### DATA TO PROCESS:
* * * * * * *
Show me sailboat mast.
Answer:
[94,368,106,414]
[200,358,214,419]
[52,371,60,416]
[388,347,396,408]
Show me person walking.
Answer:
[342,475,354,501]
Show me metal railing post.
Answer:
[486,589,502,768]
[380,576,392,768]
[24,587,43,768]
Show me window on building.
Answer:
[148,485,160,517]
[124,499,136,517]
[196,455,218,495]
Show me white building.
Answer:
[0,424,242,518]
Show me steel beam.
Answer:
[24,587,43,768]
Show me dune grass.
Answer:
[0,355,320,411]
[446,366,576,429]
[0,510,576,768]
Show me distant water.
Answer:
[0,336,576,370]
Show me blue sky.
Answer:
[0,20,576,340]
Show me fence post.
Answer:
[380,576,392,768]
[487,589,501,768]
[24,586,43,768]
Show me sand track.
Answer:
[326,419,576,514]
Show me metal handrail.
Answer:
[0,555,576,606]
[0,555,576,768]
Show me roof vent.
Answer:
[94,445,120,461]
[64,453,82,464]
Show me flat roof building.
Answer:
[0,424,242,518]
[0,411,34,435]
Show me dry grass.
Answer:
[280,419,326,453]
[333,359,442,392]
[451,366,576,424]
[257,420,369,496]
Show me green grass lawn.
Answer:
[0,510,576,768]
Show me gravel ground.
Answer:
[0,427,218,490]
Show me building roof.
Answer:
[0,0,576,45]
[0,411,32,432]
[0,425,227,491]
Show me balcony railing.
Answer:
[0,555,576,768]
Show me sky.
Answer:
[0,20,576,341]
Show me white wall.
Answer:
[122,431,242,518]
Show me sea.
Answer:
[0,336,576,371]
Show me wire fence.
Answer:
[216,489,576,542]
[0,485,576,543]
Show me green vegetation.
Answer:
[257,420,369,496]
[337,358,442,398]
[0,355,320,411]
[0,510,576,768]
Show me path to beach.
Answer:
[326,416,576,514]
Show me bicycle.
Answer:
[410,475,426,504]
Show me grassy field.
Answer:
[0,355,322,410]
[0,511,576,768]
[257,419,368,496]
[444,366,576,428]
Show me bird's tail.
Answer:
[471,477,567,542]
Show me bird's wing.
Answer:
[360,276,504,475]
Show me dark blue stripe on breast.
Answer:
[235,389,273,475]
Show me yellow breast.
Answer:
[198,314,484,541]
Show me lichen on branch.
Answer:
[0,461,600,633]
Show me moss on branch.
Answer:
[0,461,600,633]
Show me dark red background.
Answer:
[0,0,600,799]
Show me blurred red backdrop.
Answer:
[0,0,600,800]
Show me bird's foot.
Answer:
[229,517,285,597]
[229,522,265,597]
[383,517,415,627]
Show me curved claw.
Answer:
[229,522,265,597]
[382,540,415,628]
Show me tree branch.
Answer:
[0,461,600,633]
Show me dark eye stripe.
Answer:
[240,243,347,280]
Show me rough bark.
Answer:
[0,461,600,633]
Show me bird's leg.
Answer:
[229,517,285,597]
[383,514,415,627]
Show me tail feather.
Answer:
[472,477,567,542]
* * * * * * *
### DIRECTIVE:
Write every line of the material above again, exactly.

### THE REPLY:
Show me sailboat mast.
Answer:
[94,368,106,414]
[200,358,214,419]
[52,371,60,416]
[388,347,396,408]
Show me person walking.
Answer:
[342,475,354,501]
Show me metal railing post.
Answer:
[486,589,502,768]
[380,576,392,768]
[24,587,43,768]
Show me window on building.
Answer:
[148,485,160,517]
[124,499,136,517]
[196,455,218,495]
Show me white building.
Answer:
[0,424,242,518]
Show me steel beam.
Answer:
[24,587,43,768]
Show me dune grass.
Answer:
[0,355,320,411]
[446,366,576,429]
[0,510,576,768]
Show me distant water.
Answer:
[0,336,576,370]
Show me blue sky.
Answer:
[0,20,576,340]
Show me fence post.
Answer:
[380,576,392,768]
[487,589,501,768]
[24,586,43,768]
Show me sand track.
Answer:
[326,419,576,514]
Show me metal handrail.
Answer:
[0,555,576,606]
[0,555,576,768]
Show me roof vent.
Answer:
[94,445,120,461]
[64,453,82,464]
Show me flat roof building.
Answer:
[0,424,242,518]
[0,411,34,435]
Show me dry grass.
Answer:
[280,419,326,453]
[333,359,442,392]
[451,366,576,424]
[257,420,369,496]
Show me green grass lawn.
Answer:
[0,510,576,768]
Show me gravel ground.
Answer:
[0,427,218,490]
Show me building roof.
Answer:
[0,0,576,45]
[0,411,32,432]
[0,425,227,491]
Show me balcony railing.
Answer:
[0,555,576,768]
Show me sky.
Answer:
[0,20,576,341]
Show me white wall.
Answer:
[122,431,242,518]
Show me sea.
Answer:
[0,336,576,371]
Show me wire fence.
Answer:
[216,489,576,542]
[0,485,576,543]
Show me green vegetation.
Answer:
[257,420,369,496]
[337,358,442,398]
[0,355,320,411]
[0,510,576,768]
Show me path to beach.
Answer:
[326,416,576,514]
Show me bicycle.
Answer:
[410,475,426,504]
Show me grassy field.
Answer:
[0,355,322,410]
[0,511,576,768]
[257,419,368,496]
[444,366,576,428]
Show me bird's tail.
Answer:
[471,477,567,542]
Show me bird's wing.
Answer:
[360,276,504,475]
Show me dark blue stripe on breast.
Answer:
[235,389,273,475]
Show me yellow breast.
Answer:
[198,314,484,541]
Show me lichen on branch.
Answer:
[0,461,600,633]
Show me moss on branch.
Answer:
[0,461,600,633]
Show me dark red background.
Answer:
[0,0,600,799]
Show me blurred red backdrop.
Answer:
[0,0,600,800]
Show me bird's foot.
Answer:
[229,517,285,597]
[229,522,265,597]
[383,517,415,627]
Show me curved claw.
Answer:
[229,522,265,597]
[382,540,415,628]
Show me tree branch.
Answer:
[0,461,600,633]
Show me dark eye stripe.
Answer:
[240,243,347,280]
Show me rough bark.
Answer:
[0,461,600,633]
Show me bird's leg.
Answer:
[229,517,285,597]
[383,514,415,627]
Show me tail feather.
Answer:
[472,477,567,542]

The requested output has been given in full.